Task directions:
Can you continue the article below about El Celler de Can Roca's workplace culture, picking up after its final sentence?

Supplied passage:
It’s customer expectations – not accolades or rankings – that generate the most pressure for foodservice professionals at the top of their game, said Joan Roca, co-owner of El Celler de Can Roca in Spain’s Girona.
Recently crowned the third best restaurant at the annual World’s 50 Best Restaurants presentation in Melbourne, Roca operates El Celler de Can Roca with his two brothers and has done so since 1986.
Despite its 31 year tenure, the restaurant is one of the most progressive in regards to its approach to workplace culture. A prime example is the brothers’ decision to hire a psychologist, Imma Puig, who visits the restaurant and speaks with its team members once a week.
“She was working with Barca (the Barcelona football team) and we thought maybe she’d be able to help us with the team, so that we could better our emotional understanding and connection,” Roca told Hospitality at the recent Estrella Damm Gastronomy Congress in Melbourne.

Data under study:
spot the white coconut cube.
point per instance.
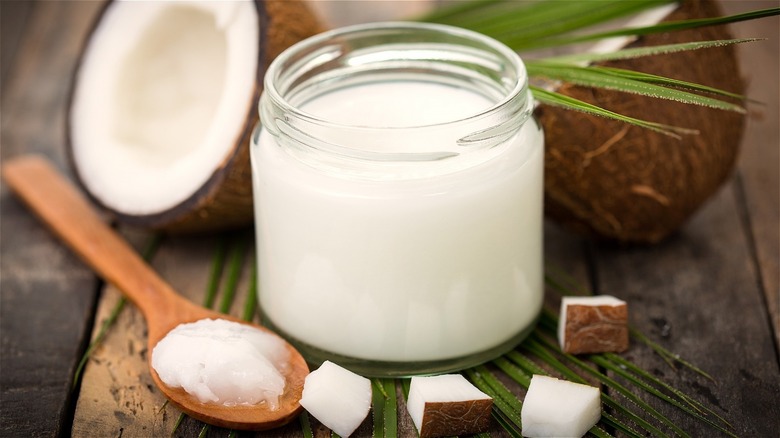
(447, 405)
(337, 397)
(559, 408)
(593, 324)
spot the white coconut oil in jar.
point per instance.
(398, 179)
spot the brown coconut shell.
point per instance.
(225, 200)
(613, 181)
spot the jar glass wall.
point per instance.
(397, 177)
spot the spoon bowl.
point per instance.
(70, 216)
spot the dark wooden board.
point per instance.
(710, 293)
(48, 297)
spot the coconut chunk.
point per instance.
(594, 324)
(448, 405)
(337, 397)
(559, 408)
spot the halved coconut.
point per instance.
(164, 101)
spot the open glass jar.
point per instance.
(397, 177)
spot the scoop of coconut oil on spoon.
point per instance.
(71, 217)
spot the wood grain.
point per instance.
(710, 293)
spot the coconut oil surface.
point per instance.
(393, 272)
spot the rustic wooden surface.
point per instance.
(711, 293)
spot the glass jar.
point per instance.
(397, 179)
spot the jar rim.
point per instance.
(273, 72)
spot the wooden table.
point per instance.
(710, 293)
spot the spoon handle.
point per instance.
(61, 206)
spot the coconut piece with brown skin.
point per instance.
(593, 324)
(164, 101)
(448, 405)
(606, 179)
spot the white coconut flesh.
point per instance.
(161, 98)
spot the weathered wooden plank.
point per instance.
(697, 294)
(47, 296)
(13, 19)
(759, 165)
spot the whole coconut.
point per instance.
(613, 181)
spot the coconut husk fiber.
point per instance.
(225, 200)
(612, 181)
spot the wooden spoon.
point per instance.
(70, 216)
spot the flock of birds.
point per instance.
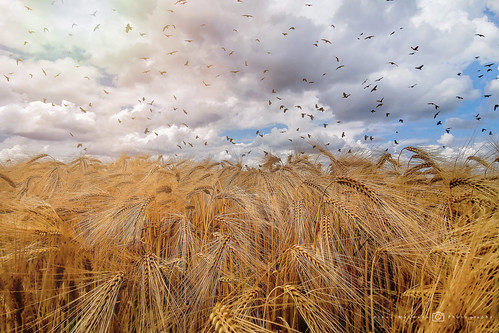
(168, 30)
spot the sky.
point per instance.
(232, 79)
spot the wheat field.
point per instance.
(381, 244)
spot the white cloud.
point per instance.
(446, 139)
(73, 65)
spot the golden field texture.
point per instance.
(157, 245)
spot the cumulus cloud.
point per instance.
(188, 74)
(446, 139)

...

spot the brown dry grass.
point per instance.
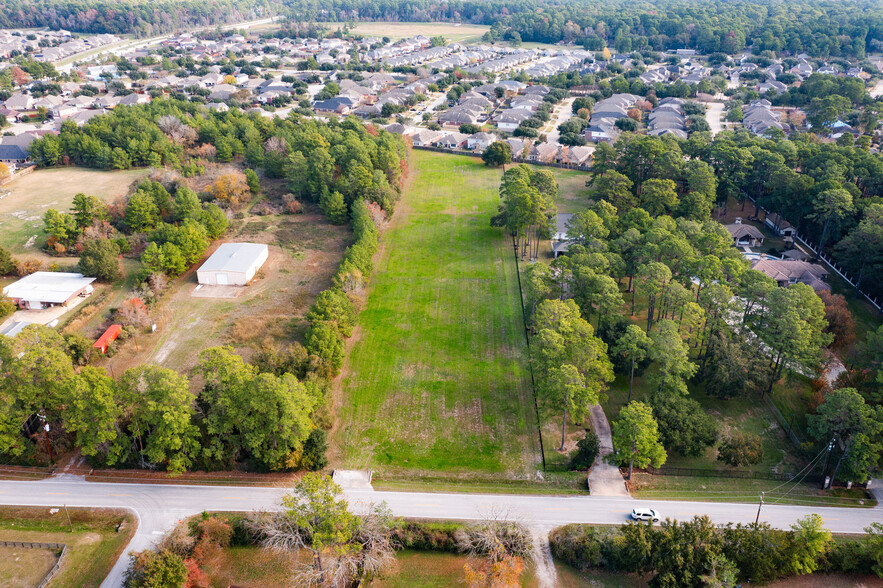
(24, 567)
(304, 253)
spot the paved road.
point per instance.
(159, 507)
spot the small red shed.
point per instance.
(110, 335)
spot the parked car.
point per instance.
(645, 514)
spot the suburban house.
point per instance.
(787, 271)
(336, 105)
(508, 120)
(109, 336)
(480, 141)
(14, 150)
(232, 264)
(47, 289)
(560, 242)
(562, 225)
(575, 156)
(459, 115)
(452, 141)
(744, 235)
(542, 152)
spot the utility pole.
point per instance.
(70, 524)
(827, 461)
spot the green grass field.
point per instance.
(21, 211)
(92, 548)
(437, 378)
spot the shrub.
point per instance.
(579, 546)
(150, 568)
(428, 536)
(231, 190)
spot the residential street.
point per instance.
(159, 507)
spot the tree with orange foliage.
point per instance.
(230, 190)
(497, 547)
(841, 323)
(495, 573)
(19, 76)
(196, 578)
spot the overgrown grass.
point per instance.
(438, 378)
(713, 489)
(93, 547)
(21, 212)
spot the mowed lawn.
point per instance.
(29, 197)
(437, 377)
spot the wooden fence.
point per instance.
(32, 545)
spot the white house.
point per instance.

---

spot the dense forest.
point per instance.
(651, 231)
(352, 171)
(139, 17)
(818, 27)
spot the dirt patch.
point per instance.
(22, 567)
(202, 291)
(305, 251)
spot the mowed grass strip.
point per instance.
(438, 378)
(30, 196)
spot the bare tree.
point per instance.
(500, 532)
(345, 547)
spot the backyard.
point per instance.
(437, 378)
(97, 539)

Answer area:
“In a fine dining restaurant there’s a lot of tension and so it’s a good way to improve the relationships between the teams: the cooking teams, the waiting staff and the sommeliers, and the staff out the front.”
Puig meets with the entire team, with individuals and with the teams separately, discussing everything other than the restaurant’s food.
According to Roca, the effect has been extremely positive. Both staff morale and their performance has improved. “The environment is much better, and the atmosphere. We want to make people happy. The people that come to our restaurant, we want to make them happy and if we want our clients to be happy then we have to try to make our team happy too. So what’s improved is that many of the little problems – we now know that they exist. If we didn’t know that, then we wouldn’t be able to solve them,” he said.
Having regular sessions with a psychologist has improved staff turnover while also ensuring front and back of house staff keep their eye on the prize – especially in the lead up to events like the 50 Best.
“Obviously it [the 50 Best list] is very important, but it’s not what generates the most pressure for us. The pressure is really coming from the ones that come to our restaurant, because they’ve come from far away and they’ve made a reservation with 11 months’ anticipation. They come with high expectations. This is pressure – the daily pressure – not so much the list or the guides, where one year you can be up the top and another year not. You have to distance yourself from that because otherwise you can go crazy.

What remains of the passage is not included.